Objectif
D'après l'extrait sur la microflore en mission spatiale, pourquoi l'effet des facteurs simulés du vol spatial sur le microbiome vaginal n'avait-il pas été étudié auparavant ?

Les facteurs d’une mission spatiale, tels que le travail dans des conditions stressantes, des régimes alimentaires modifiés et des procédures d’hygiène, ainsi qu’un échange microbien constant entre les membres de l’équipage dans un espace confiné (vaisseau spatial ou station lunaire hypothétique), entraînent la formation de changements négatifs dans la microflore de différents biotopes. Dans de nombreuses expériences modèles simulant certains facteurs d’un vol spatial, une augmentation du nombre de micro-organismes opportunistes et une diminution du nombre de micro-organismes protecteurs dans la microflore de l’intestin et des voies respiratoires supérieures ont été observées. Cependant, dans ces expériences modèles antérieures, les sujets de test étaient principalement des hommes, donc l’effet des facteurs simulés du vol spatial sur le microbiome vaginal n’avait pas été étudié auparavant, bien que la microflore de ce biotope joue un rôle important non seulement dans la création d’une barrière contre les micro-organismes opportunistes, mais aussi, en fin de compte, affecte les fonctions de fertilité des femmes et, en particulier, le succès de la fécondation.

Données fournies
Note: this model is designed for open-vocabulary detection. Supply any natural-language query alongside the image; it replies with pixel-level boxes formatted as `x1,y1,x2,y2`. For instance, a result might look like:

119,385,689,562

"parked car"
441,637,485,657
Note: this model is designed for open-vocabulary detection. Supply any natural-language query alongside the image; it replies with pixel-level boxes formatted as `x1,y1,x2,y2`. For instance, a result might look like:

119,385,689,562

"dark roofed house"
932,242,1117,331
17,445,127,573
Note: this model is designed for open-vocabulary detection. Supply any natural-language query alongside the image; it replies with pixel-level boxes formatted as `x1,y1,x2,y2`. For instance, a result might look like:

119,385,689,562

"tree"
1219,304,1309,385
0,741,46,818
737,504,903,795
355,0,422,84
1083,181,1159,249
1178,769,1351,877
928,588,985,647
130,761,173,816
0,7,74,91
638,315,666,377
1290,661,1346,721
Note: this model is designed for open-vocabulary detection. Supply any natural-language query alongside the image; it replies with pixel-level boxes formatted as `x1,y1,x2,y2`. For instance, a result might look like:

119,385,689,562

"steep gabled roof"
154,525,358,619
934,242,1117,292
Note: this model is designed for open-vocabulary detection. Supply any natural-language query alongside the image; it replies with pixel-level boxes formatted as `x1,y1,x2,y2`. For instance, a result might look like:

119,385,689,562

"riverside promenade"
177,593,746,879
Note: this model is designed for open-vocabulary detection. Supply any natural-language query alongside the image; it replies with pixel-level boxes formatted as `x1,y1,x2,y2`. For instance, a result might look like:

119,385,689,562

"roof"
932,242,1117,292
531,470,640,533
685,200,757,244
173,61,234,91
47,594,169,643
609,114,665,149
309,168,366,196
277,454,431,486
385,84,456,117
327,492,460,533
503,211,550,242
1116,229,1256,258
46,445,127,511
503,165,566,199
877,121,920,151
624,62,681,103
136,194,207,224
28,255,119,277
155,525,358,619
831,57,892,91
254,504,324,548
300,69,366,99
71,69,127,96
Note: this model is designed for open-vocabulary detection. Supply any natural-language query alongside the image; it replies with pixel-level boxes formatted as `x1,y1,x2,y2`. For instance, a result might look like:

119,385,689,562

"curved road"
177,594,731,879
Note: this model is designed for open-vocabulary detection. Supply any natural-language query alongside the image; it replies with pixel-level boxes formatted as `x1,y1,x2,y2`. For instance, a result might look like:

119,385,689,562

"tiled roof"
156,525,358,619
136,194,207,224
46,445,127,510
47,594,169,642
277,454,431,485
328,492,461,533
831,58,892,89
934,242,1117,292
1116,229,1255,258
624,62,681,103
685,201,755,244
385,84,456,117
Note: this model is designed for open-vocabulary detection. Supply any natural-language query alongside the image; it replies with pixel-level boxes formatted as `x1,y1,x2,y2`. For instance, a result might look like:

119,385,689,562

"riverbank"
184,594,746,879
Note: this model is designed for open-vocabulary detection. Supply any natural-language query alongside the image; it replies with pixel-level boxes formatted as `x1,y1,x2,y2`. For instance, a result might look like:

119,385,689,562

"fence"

Zone de réponse
Parce que, dans les expériences modèles antérieures, les sujets de test étaient principalement des hommes.